(Records for processing):
*** Block opens ***
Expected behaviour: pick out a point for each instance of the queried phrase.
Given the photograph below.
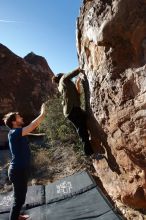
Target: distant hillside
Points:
(25, 83)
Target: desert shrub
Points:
(55, 125)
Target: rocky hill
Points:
(111, 41)
(24, 83)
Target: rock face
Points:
(111, 42)
(24, 83)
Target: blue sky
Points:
(45, 27)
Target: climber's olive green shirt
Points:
(70, 95)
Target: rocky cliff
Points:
(24, 83)
(111, 42)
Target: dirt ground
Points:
(49, 165)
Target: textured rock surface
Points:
(24, 83)
(111, 41)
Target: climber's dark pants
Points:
(19, 178)
(79, 119)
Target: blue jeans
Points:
(79, 119)
(19, 178)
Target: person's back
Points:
(19, 149)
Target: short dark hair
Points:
(57, 77)
(9, 118)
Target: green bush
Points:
(55, 125)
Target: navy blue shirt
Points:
(19, 148)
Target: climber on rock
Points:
(72, 109)
(18, 171)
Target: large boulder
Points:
(111, 42)
(24, 83)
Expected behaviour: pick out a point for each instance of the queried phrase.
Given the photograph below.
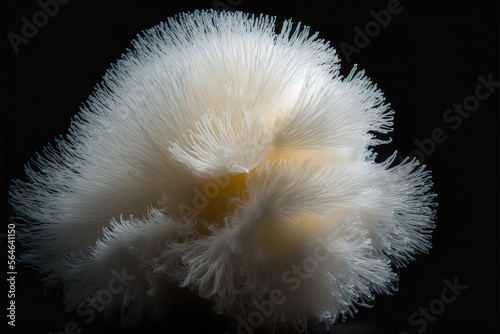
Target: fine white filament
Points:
(221, 155)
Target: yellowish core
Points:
(273, 236)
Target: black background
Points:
(428, 58)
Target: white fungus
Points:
(223, 156)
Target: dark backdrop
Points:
(428, 58)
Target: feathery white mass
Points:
(223, 156)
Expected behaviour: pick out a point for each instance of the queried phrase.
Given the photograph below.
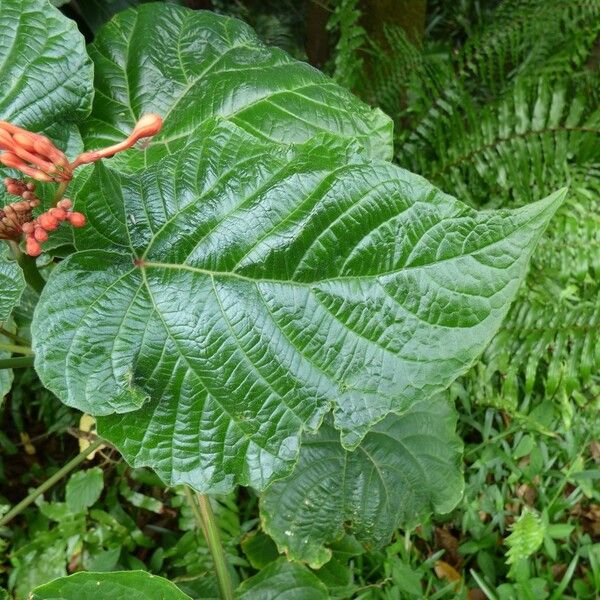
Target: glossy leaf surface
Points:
(118, 585)
(283, 580)
(45, 73)
(237, 291)
(406, 467)
(189, 66)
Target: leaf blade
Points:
(405, 468)
(233, 313)
(190, 66)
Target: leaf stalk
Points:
(203, 512)
(62, 472)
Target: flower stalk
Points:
(37, 157)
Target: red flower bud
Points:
(48, 222)
(76, 219)
(32, 247)
(58, 213)
(41, 235)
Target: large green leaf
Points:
(12, 282)
(283, 580)
(405, 468)
(119, 585)
(189, 66)
(239, 290)
(45, 74)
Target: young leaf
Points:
(189, 66)
(405, 468)
(12, 282)
(285, 580)
(133, 585)
(238, 290)
(526, 536)
(45, 73)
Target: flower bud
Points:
(32, 247)
(76, 219)
(48, 222)
(58, 213)
(41, 235)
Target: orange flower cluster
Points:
(13, 216)
(37, 157)
(36, 231)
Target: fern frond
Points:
(403, 77)
(352, 38)
(529, 38)
(523, 147)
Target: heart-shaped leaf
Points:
(118, 585)
(46, 75)
(283, 580)
(239, 290)
(189, 66)
(12, 282)
(406, 467)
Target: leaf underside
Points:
(237, 291)
(190, 66)
(118, 585)
(12, 282)
(406, 467)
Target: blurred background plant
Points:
(497, 103)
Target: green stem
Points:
(19, 508)
(16, 349)
(206, 520)
(16, 363)
(60, 192)
(13, 336)
(29, 267)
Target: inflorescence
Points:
(37, 157)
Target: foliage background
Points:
(497, 103)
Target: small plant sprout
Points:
(37, 157)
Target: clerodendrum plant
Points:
(258, 297)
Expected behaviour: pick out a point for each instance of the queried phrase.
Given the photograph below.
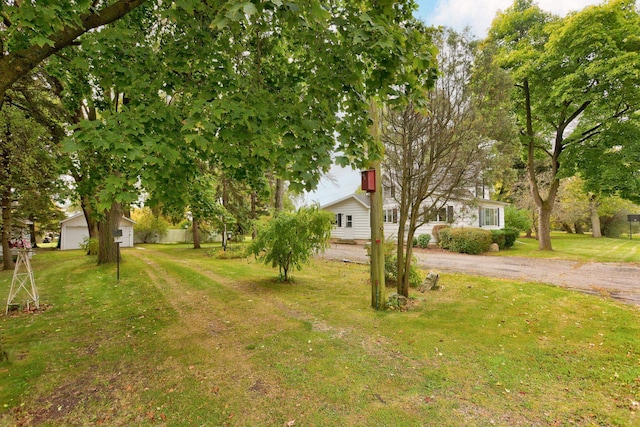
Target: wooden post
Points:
*** Block closes ***
(Exercise description): Read the entries and pick out all lines that include the word "stalk".

(Response area):
Target: leaf stalk
Target: flower stalk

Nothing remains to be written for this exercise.